[EXERCISE MATERIAL]
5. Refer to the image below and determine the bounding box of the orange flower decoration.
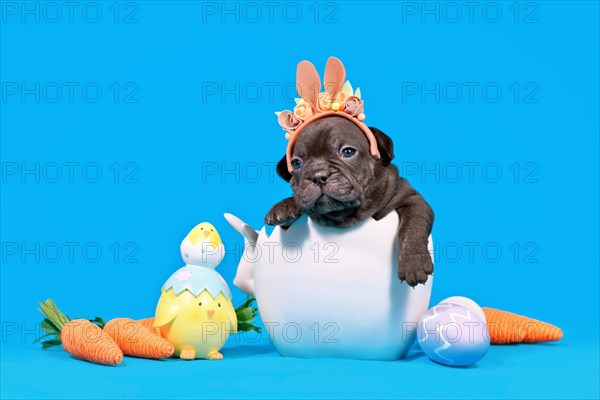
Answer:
[317,92,333,112]
[332,91,349,111]
[293,99,314,121]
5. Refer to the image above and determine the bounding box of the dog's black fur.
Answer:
[265,116,434,286]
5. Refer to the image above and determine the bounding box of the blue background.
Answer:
[1,1,599,398]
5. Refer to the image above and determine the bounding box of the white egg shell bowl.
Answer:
[225,212,433,361]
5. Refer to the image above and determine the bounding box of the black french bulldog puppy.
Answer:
[265,116,434,287]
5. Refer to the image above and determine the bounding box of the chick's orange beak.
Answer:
[206,309,215,319]
[204,231,210,239]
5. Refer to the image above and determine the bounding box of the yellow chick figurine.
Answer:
[154,222,237,360]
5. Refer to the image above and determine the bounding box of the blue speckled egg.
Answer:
[417,303,490,367]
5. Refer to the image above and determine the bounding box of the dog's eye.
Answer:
[341,147,357,158]
[291,159,303,169]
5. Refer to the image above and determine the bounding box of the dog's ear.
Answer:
[276,155,293,182]
[369,127,394,166]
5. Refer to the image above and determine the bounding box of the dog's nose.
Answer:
[311,171,330,186]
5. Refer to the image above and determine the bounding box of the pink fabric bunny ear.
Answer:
[323,57,346,98]
[296,60,321,107]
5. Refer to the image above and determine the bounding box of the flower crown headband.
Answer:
[276,57,381,173]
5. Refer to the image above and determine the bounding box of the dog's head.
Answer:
[276,116,395,227]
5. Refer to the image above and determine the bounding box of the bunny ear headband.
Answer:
[275,57,381,173]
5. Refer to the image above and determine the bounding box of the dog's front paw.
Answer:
[265,198,302,227]
[398,252,433,287]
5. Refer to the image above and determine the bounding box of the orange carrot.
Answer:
[137,317,161,335]
[104,318,174,359]
[38,299,123,365]
[482,307,563,344]
[61,319,124,365]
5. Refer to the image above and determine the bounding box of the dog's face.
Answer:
[277,116,395,227]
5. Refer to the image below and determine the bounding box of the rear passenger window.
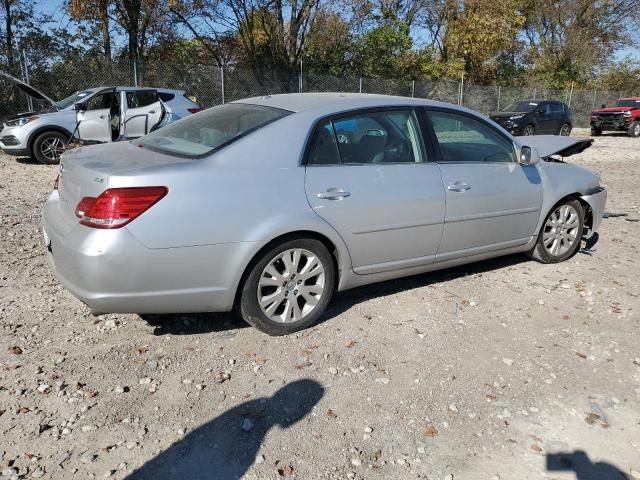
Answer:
[126,91,158,108]
[428,110,515,163]
[550,103,563,112]
[307,121,341,165]
[158,92,175,102]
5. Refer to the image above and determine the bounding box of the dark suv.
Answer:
[489,100,572,136]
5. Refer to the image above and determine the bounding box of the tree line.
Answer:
[1,0,639,92]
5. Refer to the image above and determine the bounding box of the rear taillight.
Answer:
[76,187,168,229]
[187,108,202,114]
[75,196,96,218]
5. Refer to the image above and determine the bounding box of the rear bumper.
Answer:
[42,192,254,314]
[581,188,607,238]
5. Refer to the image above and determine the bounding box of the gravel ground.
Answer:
[1,134,639,480]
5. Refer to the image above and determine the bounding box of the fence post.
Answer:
[133,59,138,87]
[458,73,464,106]
[299,59,303,93]
[220,66,225,104]
[533,88,536,100]
[568,81,575,107]
[497,86,501,110]
[411,80,415,98]
[592,90,597,109]
[21,49,33,112]
[359,77,362,94]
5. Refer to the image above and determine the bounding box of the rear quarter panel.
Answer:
[121,112,353,286]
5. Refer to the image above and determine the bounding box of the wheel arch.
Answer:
[232,229,347,311]
[27,125,73,156]
[537,192,591,235]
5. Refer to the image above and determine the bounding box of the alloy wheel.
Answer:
[257,248,326,323]
[40,136,66,162]
[560,124,571,136]
[523,126,534,136]
[542,204,580,256]
[635,124,640,137]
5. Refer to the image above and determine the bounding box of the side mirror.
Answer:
[537,109,546,115]
[600,104,606,108]
[74,102,86,112]
[519,146,540,166]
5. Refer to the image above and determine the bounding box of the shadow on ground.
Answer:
[546,451,630,479]
[15,156,42,165]
[140,253,531,336]
[126,379,324,480]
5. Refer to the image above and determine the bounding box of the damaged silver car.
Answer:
[42,93,606,335]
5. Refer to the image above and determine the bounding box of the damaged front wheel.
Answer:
[529,198,584,264]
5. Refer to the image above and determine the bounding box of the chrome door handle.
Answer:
[447,182,471,192]
[317,189,351,200]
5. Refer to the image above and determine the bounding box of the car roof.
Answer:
[89,86,184,93]
[233,92,448,114]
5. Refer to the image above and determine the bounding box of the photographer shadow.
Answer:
[126,379,324,480]
[546,450,630,480]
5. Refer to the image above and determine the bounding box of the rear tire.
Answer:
[590,128,602,137]
[523,124,535,136]
[627,121,640,137]
[529,199,584,264]
[239,238,336,335]
[32,131,68,165]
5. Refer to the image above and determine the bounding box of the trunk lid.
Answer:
[518,135,593,159]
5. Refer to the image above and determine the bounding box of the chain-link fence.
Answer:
[1,59,633,128]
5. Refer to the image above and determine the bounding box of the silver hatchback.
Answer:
[42,93,606,335]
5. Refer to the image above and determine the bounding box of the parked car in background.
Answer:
[0,72,201,164]
[490,100,572,136]
[42,93,606,336]
[590,98,640,137]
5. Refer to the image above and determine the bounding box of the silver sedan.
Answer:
[42,93,607,335]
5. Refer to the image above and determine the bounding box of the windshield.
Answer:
[54,90,94,110]
[615,99,640,108]
[501,101,538,113]
[137,103,291,156]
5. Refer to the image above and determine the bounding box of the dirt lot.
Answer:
[1,134,639,480]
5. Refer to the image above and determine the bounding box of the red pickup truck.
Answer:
[591,97,640,137]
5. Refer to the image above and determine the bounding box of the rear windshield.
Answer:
[615,99,640,108]
[136,103,291,156]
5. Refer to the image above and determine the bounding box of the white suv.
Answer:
[0,73,201,164]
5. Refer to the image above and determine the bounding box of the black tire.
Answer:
[522,124,535,136]
[627,121,640,138]
[528,198,584,264]
[558,123,571,136]
[32,131,69,165]
[239,238,336,335]
[590,128,602,137]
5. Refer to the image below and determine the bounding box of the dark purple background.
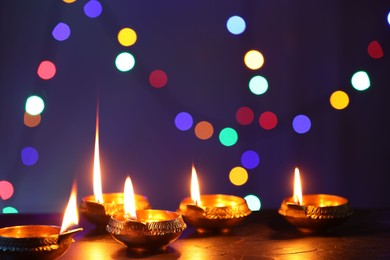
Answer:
[0,0,389,213]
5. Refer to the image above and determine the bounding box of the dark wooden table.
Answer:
[1,209,390,259]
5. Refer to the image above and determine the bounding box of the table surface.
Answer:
[1,209,390,259]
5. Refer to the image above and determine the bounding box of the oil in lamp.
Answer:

[EXERCISE DETAILS]
Go through the entries above, and wherever a line holds the word "rear", copy that line.

[TASK ANSWER]
5. Refer to the image below and determine the bounding box of the rear passenger window.
5. Refer to the image above and determine the bounding box of the rear taillight.
5. Refer to the image above and determine the bounding box of the rear bumper.
5. Refer to the image above and determine the bounding box of the rear quarter panel.
5. Refer to the image above and determine the bounding box of the rear tire.
5. Refer to the image above and determine the bounding box of the rear windshield.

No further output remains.